## Start PROVIDED DATA

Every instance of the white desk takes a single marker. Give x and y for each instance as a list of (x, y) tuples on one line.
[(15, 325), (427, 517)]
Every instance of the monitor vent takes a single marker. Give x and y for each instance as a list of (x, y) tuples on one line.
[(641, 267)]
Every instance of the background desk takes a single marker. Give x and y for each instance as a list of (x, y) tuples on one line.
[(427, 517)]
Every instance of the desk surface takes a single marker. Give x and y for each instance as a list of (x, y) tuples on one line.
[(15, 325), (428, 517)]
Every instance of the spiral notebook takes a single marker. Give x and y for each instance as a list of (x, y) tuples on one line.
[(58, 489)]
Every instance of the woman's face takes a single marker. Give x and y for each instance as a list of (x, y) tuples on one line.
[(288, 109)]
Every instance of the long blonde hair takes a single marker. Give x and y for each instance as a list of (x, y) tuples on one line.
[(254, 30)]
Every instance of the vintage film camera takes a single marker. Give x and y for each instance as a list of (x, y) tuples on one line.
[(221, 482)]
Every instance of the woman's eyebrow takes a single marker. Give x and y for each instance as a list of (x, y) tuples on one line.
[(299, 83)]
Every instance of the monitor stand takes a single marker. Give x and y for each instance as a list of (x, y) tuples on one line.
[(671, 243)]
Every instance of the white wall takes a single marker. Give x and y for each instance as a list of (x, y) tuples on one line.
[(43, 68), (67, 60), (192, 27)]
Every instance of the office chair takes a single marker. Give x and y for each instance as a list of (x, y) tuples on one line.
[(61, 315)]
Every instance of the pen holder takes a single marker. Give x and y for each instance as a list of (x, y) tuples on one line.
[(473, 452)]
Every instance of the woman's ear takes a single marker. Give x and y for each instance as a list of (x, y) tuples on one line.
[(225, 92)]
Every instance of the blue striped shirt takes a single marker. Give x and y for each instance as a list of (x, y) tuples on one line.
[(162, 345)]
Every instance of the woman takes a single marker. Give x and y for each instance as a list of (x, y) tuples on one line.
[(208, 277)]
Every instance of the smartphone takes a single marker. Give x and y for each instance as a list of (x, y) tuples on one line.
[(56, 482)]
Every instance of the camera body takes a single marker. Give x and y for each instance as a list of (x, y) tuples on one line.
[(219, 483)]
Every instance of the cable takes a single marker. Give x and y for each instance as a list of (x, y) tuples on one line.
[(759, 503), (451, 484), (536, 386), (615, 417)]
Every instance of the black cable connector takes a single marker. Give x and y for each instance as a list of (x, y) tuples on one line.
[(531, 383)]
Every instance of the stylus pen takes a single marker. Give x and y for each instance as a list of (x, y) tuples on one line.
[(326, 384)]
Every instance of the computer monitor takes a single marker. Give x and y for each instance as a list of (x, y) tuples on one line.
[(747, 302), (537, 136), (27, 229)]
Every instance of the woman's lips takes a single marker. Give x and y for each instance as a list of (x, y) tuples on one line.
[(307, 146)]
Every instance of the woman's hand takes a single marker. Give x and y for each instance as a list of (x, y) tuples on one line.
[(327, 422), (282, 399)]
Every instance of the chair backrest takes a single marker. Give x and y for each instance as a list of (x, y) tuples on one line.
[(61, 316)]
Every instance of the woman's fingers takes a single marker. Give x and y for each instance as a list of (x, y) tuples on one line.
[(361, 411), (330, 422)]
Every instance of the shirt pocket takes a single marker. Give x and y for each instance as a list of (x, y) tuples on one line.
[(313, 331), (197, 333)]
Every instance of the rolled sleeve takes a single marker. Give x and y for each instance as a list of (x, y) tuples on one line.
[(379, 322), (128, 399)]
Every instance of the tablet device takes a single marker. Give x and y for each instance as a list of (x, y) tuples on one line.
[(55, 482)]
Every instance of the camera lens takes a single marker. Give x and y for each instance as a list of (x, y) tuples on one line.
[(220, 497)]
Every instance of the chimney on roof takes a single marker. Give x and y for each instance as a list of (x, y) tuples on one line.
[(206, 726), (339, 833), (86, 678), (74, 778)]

## End PROVIDED DATA

▶ _DIRECTIVE_
Could you copy all of the records above word for word, without changing anything?

▶ _WRITTEN ANSWER_
Every instance of the white desk takes a single marker. Give x and y for each instance as a list of (x, y) tuples on one line.
[(15, 325), (427, 517)]
Every instance of the monitor vent takes a single marker. Give x and y for each instance as a list of (x, y) tuples on one line.
[(641, 267)]
Every instance of the background desk takes a single marker. Give x and y for each instance as a list of (x, y) tuples on one line.
[(427, 517)]
Every instance of the desk surface takes a single marker. Give x and y for each instance as a list of (x, y) tuples on one line.
[(15, 325), (428, 517)]
Every instance of the spiral notebook takes a single marker. Give x and y for each instance as a list of (x, y) tuples on one line.
[(58, 489)]
Every instance of the woman's face takes a single marker. Give x and y for each instance as a list of (x, y) tuples on one line.
[(288, 109)]
Every instance of the long blonde hair takes a single marker. Give x and y for each instance as a list of (x, y) tuples on one line.
[(254, 30)]
Every instance of the vintage film camera takes a single marker. Give x and y for each instance as a list of (x, y) tuples on one line.
[(221, 482)]
Every instance of the woman's eyebrow takes a single marker. Give x and y for each instance as a list of (x, y) tuples on one line.
[(299, 83)]
Every instance of the monitor stand takes a single marker. Give x and y for each instance as a list of (x, y) tuples on one line.
[(671, 243)]
Every instance of the white wall takes a single marker. Give x and y for each instance as a list of (x, y) tuples on one line.
[(43, 68), (67, 60), (192, 27)]
Every instance of the office chair takes a single marker. Give x and y for each instance as a list of (x, y) tuples on one line.
[(61, 315)]
Every instance of the pen holder takes a single marker. Give x and y for each instance as a list of (x, y) tuples on one line.
[(473, 452)]
Every instance of the woman's ear takes a single marker. Give x and y for each instance as a list of (x, y) tuples on one line.
[(225, 92)]
Every instance of the blue striped shirt takes a single marker. Give x and y for each instance as a list of (x, y) tuples on one line.
[(162, 345)]
Every instance of the woman takes a single marker. Give x and y for each instance as a list of (x, y) tuples on one line.
[(208, 277)]
Every instance of the smartphone takes a single marker. Give x and y for each instance as a list of (x, y) tuples on one line.
[(56, 482)]
Every instance of the camera body takes a single marker. Give x and y for each instance as a list of (x, y) tuples on one line.
[(219, 483)]
Every instance of the cable takes a single marker. Give x and y for each instance as a list of (x, y) tuples on one line.
[(759, 503), (451, 484), (536, 386), (615, 417)]
Every instance of the black cable connector takes a single marker. Give x and y for each instance as a list of (x, y) tuples on one line.
[(531, 383)]
Every instance of the stylus pen takes a single marker. Give x and y for each instance as a list of (x, y) tuples on one line.
[(326, 384)]
Every instance of the computer monitor takes a single marker. Give x and y for each instance as a list of (x, y) tuples on one line.
[(747, 302), (537, 136), (27, 229)]
Every instance of the woman's lips takes a single marker. Give x and y for each instance as a list of (x, y) tuples on one line.
[(307, 146)]
Every instance of the woman's hand takes a single marker. Give x and y for each instance as a list of (x, y) tuples on one line.
[(327, 422), (282, 399)]
Every instance of the chair backrest takes a single marker. Give x and y for each instance as a list of (x, y) tuples on one line.
[(61, 316)]
Every instance of the woman's fingers takes a single marker. Give x and y for each instance as a list of (x, y) tuples on one line.
[(361, 411), (330, 422)]
Every instance of the shirt pocket takes a single marker. Give x and y for each instance as a list of (x, y) tuples on one line.
[(313, 331), (197, 333)]
Every instance of the rolled sleeve takes a single marker. Give x and y for each instance as a list of (x, y) tuples on one line.
[(379, 322), (128, 399)]
Every instance of the tablet device takes a single marker. Give x and y for each instance as a list of (x, y) tuples on one line.
[(55, 482)]
Every instance of the camera lens takes a single marker. Give x and y for each instance as a list of (x, y) tuples on one line.
[(220, 497)]
Every instance of the chimney on roof takes a single marker. Give x and y for each instance as a list of (x, y) tuples on one line.
[(206, 726), (339, 833), (86, 678), (74, 778)]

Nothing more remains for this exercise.